### STATED GOAL
Rewrite all of the data below, putting "Return" wherever "Give me" appears and changing nothing else.

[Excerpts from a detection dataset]
»»

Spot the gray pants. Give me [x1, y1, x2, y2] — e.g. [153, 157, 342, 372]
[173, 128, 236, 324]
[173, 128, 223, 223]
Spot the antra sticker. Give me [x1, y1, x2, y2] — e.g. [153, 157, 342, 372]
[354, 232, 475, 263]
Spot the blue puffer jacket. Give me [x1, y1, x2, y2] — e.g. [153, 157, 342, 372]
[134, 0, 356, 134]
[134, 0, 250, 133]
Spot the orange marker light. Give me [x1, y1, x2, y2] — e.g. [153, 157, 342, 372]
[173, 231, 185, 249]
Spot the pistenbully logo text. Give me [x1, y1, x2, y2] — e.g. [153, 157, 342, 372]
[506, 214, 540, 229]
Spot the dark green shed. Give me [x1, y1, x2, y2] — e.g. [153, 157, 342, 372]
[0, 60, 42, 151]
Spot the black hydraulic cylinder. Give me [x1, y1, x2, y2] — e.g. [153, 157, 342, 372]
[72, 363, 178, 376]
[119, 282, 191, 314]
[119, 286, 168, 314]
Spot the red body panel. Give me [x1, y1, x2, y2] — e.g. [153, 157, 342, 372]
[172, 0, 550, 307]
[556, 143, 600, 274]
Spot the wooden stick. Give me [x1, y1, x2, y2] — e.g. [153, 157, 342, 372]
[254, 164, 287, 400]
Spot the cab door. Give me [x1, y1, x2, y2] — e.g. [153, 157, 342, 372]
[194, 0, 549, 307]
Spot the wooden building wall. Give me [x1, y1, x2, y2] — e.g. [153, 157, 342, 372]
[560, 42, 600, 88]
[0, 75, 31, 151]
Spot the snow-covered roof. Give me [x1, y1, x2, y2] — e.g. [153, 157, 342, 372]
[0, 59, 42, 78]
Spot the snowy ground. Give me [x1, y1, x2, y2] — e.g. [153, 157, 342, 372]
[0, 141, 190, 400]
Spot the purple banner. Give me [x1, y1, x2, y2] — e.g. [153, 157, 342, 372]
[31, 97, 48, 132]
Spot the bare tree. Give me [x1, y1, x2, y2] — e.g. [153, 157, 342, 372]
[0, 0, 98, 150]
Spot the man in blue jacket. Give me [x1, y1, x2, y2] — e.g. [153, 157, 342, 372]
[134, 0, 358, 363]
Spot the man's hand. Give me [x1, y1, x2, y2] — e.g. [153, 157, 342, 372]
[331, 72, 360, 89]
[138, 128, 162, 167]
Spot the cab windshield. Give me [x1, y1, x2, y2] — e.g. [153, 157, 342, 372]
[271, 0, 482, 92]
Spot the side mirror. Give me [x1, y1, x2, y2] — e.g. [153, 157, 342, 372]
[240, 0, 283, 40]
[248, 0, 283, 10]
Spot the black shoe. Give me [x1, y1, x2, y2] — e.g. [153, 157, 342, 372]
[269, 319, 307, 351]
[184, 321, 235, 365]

««

### FINISHED EXERCISE
Spot the gray pants. Return [x1, y1, x2, y2] — e.g. [153, 157, 342, 372]
[173, 128, 236, 324]
[173, 128, 223, 223]
Spot the antra sticker. Return [x1, y1, x2, y2] — e.g. [153, 157, 342, 372]
[354, 232, 475, 263]
Spot the blue puffer jacket. Return [x1, y1, x2, y2] — e.g. [153, 157, 342, 372]
[134, 0, 356, 134]
[134, 0, 250, 133]
Spot the orange marker light. Return [x1, y1, x2, y2] — e.g. [153, 157, 342, 372]
[173, 231, 185, 249]
Spot the pistenbully logo text. Return [x1, y1, x2, y2] — e.g. [153, 157, 342, 372]
[506, 214, 540, 229]
Spot the dark green shed. Return [x1, y1, x2, y2] — e.g. [153, 157, 342, 372]
[0, 60, 42, 151]
Spot the black hydraulic cylinder. Return [x1, y1, x2, y2] — e.g. [153, 157, 342, 372]
[72, 363, 178, 376]
[119, 282, 191, 314]
[119, 286, 168, 314]
Spot the red body panel. Return [x1, y1, x2, y2] — e.g. [153, 157, 342, 372]
[172, 0, 550, 307]
[556, 143, 600, 274]
Spot the wooden stick. Return [x1, y1, x2, y2] — e.g. [153, 157, 342, 372]
[254, 164, 287, 400]
Spot the cab door. Return [x1, y1, x2, y2] — e.g. [153, 157, 342, 372]
[194, 0, 549, 307]
Spot the wooden building wall. Return [x1, y1, x2, y2] — e.g. [153, 157, 342, 372]
[560, 42, 600, 88]
[0, 75, 31, 151]
Spot the snow-covered roof. Return [x1, y1, x2, y2] — e.g. [153, 157, 342, 372]
[0, 59, 42, 78]
Spot the snowy ground. Return [x1, y1, x2, y2] — e.g. [153, 157, 342, 372]
[0, 141, 190, 400]
Spot the purple banner. Return [x1, y1, x2, y2] — e.g. [153, 157, 342, 372]
[31, 97, 48, 132]
Spot the bare tree. Return [x1, y1, x2, y2] — e.g. [153, 157, 342, 372]
[0, 0, 98, 150]
Spot the man in blue jacket. Return [x1, y1, x2, y2] — e.g. [153, 157, 342, 372]
[134, 0, 358, 363]
Spot the man's hand. Return [x1, y1, x2, y2] — e.g. [153, 157, 342, 372]
[331, 72, 360, 89]
[138, 128, 162, 167]
Spot the cab windshield. Return [x1, y1, x2, y2] — e.g. [153, 157, 342, 372]
[271, 0, 482, 92]
Spot the side mirror. Return [x1, y1, x2, y2] — e.g. [153, 157, 342, 372]
[240, 0, 283, 40]
[248, 0, 283, 10]
Spot the black shoe. Return [x1, y1, x2, y2] — e.g. [153, 157, 342, 372]
[269, 319, 307, 351]
[184, 321, 235, 365]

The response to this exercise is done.